Please copy the lines below exactly, taking only the stretch from the line that contains "above for dark" through the line that contains "[59,136,64,142]", both included.

## begin

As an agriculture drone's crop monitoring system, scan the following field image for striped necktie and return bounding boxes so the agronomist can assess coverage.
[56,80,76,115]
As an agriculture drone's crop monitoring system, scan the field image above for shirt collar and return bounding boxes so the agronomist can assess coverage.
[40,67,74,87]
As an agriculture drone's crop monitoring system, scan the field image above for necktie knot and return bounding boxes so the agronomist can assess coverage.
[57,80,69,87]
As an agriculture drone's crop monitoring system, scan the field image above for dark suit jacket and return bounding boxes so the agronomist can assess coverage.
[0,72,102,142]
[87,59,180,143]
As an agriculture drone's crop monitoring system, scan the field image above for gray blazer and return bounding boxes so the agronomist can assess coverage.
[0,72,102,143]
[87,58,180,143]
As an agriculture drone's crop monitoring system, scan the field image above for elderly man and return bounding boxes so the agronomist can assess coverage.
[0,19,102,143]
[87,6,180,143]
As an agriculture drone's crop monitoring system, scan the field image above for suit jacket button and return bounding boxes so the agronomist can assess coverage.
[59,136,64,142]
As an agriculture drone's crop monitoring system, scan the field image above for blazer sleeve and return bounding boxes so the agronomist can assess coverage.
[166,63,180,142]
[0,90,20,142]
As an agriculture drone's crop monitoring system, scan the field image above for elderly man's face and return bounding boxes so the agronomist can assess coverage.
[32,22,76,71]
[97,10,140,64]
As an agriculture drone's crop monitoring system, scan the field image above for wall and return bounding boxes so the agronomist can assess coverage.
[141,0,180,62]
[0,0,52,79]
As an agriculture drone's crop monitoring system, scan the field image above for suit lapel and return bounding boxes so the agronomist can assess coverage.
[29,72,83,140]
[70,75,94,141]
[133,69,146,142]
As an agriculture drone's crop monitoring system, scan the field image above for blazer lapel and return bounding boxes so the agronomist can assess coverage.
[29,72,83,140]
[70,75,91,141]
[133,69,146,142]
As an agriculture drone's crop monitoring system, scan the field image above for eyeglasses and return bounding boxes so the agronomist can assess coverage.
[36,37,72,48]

## end

◆ Exercise result
As an agriculture drone's crop monitoring system, scan the field image above for dark suit jacket and return bounding boxes so the agronomist can assess coverage.
[0,72,102,142]
[87,59,180,143]
As an agriculture drone's crop monitoring system, scan the field image above for gray blazer and return bounding boxes so the agronomist can assess coverage.
[0,72,102,143]
[87,58,180,143]
As an agriculture drone's crop monitoring system, scan the field image above for elderly man and return bounding boxes so the agronomist can assess coverage.
[0,19,102,143]
[87,6,180,143]
As an agriculture drone's crop monitoring system, scan the field image above for suit jacket button and return bounding boxes so the agronomist can assess coverage.
[59,136,64,142]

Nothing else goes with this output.